The genus Shewanella comprises an extremely diverse group of facultative anaerobes that are widely distributed in freshwater and marine environments, including intertidal and benthic zones, their sediments and oil field wastes throughout the world. They are Gram-negative bacilli that are 1 - 2 μm in length and 0.4 - 0.7 μm in width which are motile via a single polar flagellum, exhibit un-paralleled respiratory diversity, and have robust sensing and regulatory systems which allow them to survive environments with low temperatures (less than 4°C), high salt concentrations and an extensive range of barometric pressures. These features lend themselves to phenotypic and physiological differences within the genus, but also have elicited interest in their use in biotechnology, including for bioremediation and microbial fuel cells.
There are 63 species that comprise the Shewanella genus, and a handful of these are known to cause disease in humans and animals. The main species associated with human infection is Shewanella algae (S. algae), which naturally resides in aquatic environments and has been isolated from marine and freshwater sediments, oil fields, animals, marine life (including fish, sea lions, echinoderms, birds and poultry), and from human clinical material as the causative organism of diseases such as otitis media, cellulitis, septicemia and increasingly gastroenteritis. To date, there have been limited studies investigating the mechanisms of pathogenicity and antibiotic resistance of S. algae.
The work presented in this dissertation has sought to address a number of gaps in knowledge regarding the pathogenesis of the emerging human pathogen S. algae using a systems biology approach. S. algae has the ability to cause mono-microbial infections in humans, ranging from infections of the skin and soft tissues, to blood borne and enteric infections. This thesis presents the first genome sequences of S. algae isolated from Sydney, Australia, and the first proteomic investigations which, combined, identify the presence and expression of potential virulence in this emerging human pathogen.
This dissertation has linked the S. algae genotype to the phenotype, giving a more holistic understand of the bacterium which is crucial to understanding any roles it has in pathogenesis. We identified a range of genes encoding putative virulence factors in S. algae, including toxins, haemolysins, adhesins, secretion systems, proteases and genes required for biofilm formation and motility/chemotaxis. Furthermore, the investigation into the expression of these proteins, via the differential growth media in the proteome and secretome, have highlighted that many of the genes encoding for these virulence factors require specific conditions for their expression.

• What you need to do
In the Shewanella text, which species is named as the main one tied to human infection?

• Supplied data

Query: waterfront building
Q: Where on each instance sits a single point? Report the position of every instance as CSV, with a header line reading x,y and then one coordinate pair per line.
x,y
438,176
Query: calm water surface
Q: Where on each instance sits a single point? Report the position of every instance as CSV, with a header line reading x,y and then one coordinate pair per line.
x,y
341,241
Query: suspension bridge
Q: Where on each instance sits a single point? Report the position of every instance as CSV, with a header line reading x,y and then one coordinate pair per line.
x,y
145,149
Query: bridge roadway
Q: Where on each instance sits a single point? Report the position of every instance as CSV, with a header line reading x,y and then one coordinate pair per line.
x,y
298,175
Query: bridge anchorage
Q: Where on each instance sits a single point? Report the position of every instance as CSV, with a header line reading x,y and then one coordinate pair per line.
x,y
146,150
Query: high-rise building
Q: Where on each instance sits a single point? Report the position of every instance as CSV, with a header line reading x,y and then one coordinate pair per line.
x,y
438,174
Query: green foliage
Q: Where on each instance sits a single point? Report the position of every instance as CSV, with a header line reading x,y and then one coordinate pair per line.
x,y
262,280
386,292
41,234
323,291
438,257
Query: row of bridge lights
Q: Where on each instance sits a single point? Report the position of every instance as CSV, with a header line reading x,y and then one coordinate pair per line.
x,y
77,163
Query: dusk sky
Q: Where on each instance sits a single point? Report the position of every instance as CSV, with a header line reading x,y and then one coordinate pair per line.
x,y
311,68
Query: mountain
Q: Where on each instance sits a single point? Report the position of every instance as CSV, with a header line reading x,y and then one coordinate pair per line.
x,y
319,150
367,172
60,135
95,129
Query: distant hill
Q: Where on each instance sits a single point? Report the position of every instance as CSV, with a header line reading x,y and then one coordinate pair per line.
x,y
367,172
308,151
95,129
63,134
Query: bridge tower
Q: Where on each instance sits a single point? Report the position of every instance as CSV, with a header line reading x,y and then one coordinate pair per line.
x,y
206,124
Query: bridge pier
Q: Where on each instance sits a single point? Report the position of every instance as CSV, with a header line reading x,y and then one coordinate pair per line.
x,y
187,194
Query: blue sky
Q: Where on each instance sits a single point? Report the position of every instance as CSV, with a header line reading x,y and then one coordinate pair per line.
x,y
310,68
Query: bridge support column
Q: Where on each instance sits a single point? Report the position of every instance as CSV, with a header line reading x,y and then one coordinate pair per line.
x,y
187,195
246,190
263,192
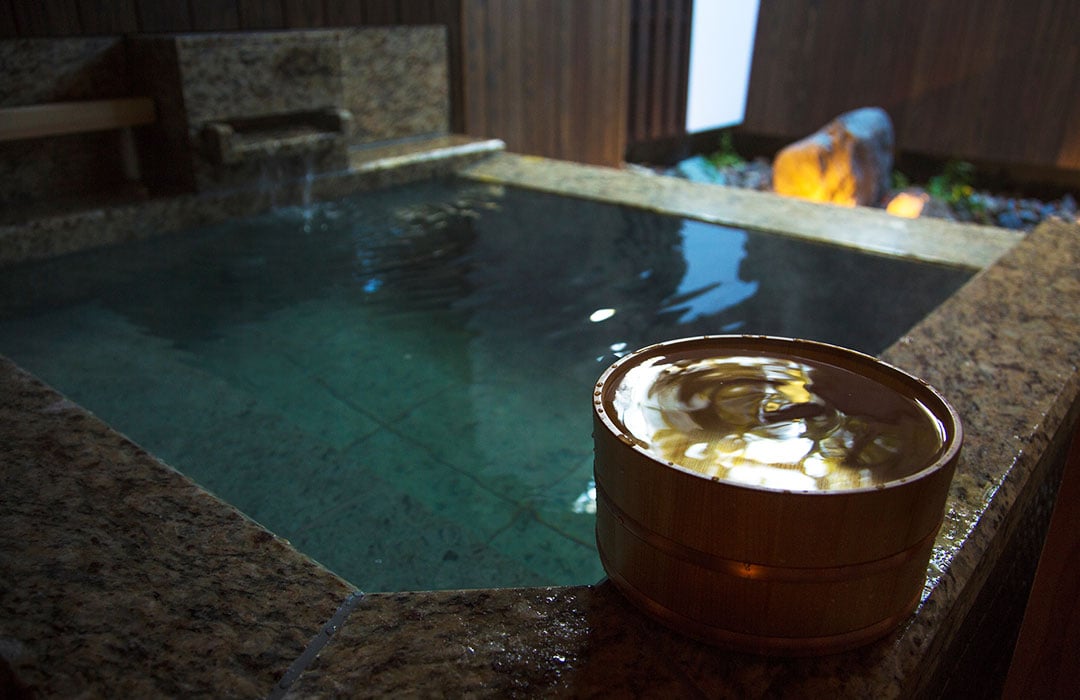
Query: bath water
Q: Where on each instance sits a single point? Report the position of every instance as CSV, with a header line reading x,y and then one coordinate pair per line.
x,y
400,382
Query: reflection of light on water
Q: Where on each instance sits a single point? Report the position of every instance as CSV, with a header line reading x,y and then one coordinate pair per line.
x,y
711,283
586,501
774,422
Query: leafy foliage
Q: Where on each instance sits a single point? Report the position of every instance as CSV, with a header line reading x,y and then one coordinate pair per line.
x,y
726,156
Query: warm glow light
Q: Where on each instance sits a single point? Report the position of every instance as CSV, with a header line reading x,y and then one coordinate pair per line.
x,y
906,204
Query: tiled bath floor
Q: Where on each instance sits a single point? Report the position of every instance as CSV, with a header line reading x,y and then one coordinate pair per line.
x,y
387,497
400,385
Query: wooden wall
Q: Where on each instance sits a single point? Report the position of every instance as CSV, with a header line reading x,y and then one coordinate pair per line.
x,y
660,68
995,80
549,77
73,17
40,18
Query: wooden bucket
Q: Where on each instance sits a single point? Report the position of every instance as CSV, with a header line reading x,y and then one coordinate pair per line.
x,y
778,568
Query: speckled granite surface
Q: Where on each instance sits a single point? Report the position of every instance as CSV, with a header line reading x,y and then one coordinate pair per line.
x,y
391,82
96,225
92,525
120,577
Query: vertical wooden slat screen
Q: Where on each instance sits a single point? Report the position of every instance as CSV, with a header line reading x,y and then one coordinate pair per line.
x,y
996,80
213,15
258,14
660,59
108,16
549,77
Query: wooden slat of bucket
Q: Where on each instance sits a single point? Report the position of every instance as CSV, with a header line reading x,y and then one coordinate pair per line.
x,y
56,119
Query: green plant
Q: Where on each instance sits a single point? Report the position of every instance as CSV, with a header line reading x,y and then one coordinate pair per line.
x,y
955,186
726,156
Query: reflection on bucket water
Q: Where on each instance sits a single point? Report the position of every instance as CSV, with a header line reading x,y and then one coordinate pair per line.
x,y
775,422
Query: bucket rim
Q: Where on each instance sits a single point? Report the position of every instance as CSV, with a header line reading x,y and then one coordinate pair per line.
x,y
794,348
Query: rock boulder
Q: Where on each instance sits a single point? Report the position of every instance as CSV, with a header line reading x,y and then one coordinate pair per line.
x,y
848,161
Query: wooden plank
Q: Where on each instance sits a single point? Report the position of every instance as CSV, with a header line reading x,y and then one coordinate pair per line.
x,y
345,13
55,119
302,14
8,27
48,18
169,15
260,14
448,13
108,16
214,15
381,12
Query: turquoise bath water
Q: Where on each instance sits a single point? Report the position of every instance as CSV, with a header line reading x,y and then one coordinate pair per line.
x,y
399,382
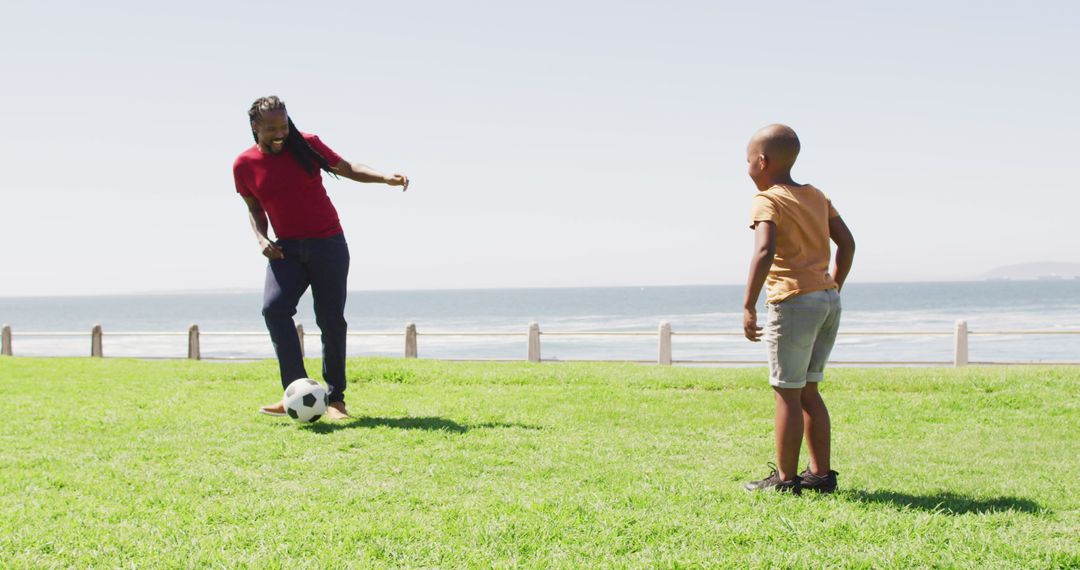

• Task result
Shewanella algae (S. algae)